__Exercise objective__. Copy the records below verbatim, from the line with "of the military" to the line with "[(715, 567)]", including both of those lines.

__Data shown__.
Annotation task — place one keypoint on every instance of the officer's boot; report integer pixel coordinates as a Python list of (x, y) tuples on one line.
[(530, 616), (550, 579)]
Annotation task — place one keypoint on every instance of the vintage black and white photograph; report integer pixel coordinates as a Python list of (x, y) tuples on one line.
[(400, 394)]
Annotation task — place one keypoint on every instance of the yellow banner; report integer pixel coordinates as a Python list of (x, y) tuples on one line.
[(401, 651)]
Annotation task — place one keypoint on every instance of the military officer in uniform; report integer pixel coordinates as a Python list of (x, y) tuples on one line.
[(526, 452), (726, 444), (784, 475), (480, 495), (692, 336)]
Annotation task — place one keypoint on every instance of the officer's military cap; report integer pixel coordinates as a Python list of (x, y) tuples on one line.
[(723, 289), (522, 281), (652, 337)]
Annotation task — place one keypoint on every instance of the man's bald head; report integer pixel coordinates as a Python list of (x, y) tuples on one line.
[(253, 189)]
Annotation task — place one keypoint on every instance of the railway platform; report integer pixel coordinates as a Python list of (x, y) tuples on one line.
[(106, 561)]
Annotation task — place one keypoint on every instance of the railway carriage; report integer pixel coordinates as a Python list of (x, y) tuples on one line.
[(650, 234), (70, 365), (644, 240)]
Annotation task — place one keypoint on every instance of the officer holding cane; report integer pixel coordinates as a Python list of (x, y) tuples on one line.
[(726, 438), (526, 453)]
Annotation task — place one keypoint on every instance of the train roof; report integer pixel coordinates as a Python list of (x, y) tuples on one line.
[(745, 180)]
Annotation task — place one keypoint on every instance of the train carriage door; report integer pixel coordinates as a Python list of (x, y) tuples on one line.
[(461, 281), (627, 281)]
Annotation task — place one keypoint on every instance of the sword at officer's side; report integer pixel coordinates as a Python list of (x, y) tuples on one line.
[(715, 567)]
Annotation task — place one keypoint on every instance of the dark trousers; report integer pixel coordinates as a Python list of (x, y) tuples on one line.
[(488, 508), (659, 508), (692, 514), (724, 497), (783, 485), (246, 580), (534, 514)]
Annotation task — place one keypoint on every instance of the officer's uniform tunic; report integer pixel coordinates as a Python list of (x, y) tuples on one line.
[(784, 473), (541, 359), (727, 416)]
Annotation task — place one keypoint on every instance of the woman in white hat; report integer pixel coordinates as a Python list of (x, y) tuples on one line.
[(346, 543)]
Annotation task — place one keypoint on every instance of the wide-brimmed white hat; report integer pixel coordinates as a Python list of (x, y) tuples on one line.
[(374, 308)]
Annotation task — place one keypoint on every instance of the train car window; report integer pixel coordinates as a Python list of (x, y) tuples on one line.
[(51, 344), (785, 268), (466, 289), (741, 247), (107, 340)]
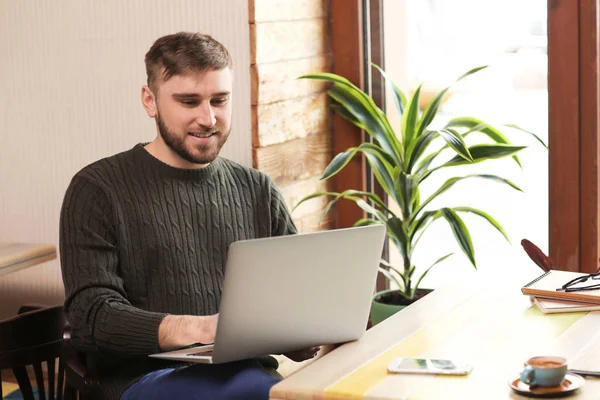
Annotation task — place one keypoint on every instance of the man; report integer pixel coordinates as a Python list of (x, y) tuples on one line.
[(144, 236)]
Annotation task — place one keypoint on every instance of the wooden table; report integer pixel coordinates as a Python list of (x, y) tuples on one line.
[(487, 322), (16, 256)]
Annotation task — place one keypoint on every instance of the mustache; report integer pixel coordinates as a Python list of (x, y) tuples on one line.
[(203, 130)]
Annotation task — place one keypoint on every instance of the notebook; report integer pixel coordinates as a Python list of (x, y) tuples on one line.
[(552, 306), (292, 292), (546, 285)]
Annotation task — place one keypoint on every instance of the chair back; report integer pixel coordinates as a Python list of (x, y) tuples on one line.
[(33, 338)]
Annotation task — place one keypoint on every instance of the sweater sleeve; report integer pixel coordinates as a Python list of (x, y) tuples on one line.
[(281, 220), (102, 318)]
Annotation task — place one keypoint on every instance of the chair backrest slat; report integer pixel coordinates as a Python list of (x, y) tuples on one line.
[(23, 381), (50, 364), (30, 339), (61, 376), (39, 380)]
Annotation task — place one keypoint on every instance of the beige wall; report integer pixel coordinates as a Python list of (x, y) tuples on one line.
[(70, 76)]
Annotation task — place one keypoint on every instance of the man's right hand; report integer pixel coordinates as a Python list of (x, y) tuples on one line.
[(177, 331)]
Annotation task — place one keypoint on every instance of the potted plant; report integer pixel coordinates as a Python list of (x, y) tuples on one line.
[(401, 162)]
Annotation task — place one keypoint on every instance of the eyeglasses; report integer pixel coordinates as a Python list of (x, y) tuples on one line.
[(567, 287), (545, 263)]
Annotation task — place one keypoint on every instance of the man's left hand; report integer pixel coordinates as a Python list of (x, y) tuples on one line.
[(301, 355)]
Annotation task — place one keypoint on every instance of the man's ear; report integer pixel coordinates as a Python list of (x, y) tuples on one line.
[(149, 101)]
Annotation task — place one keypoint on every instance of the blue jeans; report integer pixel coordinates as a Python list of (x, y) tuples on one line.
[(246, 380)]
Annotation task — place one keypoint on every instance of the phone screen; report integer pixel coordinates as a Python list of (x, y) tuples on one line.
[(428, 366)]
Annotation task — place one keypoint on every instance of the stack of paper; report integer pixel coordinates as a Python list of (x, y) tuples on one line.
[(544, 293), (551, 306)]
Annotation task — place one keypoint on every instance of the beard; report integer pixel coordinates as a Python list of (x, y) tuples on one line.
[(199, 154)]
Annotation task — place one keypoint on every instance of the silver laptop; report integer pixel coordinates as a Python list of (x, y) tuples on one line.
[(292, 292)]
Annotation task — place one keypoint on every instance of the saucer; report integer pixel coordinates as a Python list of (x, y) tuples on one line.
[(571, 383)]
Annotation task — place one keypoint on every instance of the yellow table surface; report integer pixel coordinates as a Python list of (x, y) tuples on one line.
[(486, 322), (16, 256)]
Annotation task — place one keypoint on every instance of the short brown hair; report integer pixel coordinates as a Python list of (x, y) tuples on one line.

__Reply__.
Annotation task — place one keypoint on every instance of the military officer in uniform; report integer pixel coordinates as a Python list of (x, y) tuples on one line.
[(526, 452), (726, 444), (784, 475), (480, 495), (692, 336)]
Annotation task — place one keypoint on every instance of the officer's military cap; report integer pixel coordinates as a Python list of (x, y) tuples on one line.
[(723, 289), (522, 281), (652, 337)]
Annotation task — place one keypoint on every instance of the man's bald head; report integer pixel coordinates as a Python list of (x, y) tuples on one line.
[(253, 189)]
Annotation task — place one keypoint on every instance of the railway platform; report integer pixel coordinates as a Python list of (x, y) tuples on one line.
[(106, 561)]
Annotation task — place one keypoint on every instance of the railway carriage; report integer pixel coordinates as a Python list of (x, y) tuples on one line.
[(650, 234), (70, 365), (644, 240)]
Annotation task — place one keypoint on every instance of the officer holding cane; report integer pixel coordinates as a Python list of (x, y) tuples on one line.
[(726, 438), (526, 453)]
Annotation task — place one keypoint on every instance of the train roof; report integer pixel coordinates as a Python list of (x, y) tuples on one line.
[(745, 180)]
Annotation task — place one keypoint on every instance of the train carriage door; report integer pixel coordinates as a Python list of (x, y) tuples on one line.
[(461, 281), (627, 281)]
Annotation task — place one keypoint on every instance of the sword at officer's side; report integer pixel coordinates as a Python list of (x, y) tuples on one line.
[(715, 567)]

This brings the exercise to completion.